[begin Supplied data]
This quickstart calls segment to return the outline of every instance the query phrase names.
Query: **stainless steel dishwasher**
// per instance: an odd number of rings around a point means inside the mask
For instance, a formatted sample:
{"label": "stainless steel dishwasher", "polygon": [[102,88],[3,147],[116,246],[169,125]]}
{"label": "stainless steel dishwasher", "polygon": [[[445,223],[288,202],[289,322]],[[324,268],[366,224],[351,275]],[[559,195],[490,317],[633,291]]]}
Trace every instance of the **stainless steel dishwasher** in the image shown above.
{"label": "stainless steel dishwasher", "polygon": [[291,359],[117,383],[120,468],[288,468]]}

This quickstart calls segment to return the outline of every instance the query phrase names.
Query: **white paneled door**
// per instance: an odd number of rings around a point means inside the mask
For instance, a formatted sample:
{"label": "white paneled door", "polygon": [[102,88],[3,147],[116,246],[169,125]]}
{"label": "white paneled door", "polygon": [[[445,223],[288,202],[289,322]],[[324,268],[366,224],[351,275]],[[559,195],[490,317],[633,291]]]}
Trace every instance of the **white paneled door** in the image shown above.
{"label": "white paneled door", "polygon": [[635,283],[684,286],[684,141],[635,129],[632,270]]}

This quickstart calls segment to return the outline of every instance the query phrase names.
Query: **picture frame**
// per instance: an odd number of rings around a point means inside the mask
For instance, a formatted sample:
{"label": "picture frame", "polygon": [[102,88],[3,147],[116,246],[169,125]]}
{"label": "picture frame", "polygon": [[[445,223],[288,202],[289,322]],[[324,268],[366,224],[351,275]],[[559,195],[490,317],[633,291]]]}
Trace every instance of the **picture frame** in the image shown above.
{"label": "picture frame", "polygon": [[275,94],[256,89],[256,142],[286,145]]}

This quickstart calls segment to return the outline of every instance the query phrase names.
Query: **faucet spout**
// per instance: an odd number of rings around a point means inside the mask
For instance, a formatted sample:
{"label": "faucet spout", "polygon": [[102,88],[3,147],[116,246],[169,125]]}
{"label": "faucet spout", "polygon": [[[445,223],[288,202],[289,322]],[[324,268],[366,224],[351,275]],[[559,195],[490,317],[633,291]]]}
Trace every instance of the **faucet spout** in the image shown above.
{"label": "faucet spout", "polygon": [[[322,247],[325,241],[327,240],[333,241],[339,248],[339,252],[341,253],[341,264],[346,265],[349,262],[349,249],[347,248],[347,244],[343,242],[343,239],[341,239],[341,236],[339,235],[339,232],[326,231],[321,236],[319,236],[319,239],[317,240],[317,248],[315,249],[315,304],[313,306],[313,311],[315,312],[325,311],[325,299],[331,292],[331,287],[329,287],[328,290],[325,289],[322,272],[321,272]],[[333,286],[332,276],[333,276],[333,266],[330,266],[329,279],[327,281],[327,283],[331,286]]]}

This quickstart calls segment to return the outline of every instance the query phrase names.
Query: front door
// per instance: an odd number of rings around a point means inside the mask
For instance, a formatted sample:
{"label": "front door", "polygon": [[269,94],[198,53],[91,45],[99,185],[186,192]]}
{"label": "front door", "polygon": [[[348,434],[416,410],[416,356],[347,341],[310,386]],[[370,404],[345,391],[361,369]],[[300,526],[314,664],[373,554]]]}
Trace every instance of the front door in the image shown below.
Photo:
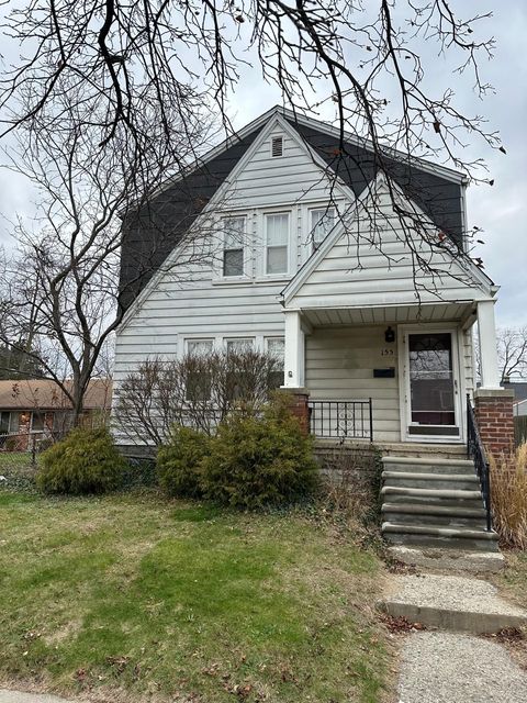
[end Supplied data]
→ **Exercise details**
Show each line of the material that contains the string "above". Matching is case-sensitive.

→ **Full response**
Trace every instance of the **stainless steel dishwasher** in the image shown above.
Trace every instance of the **white paneled door** in the image shown above.
Trace every instance of the **picture frame** in the image shown above.
Trace every instance of the **faucet spout** in the image shown above.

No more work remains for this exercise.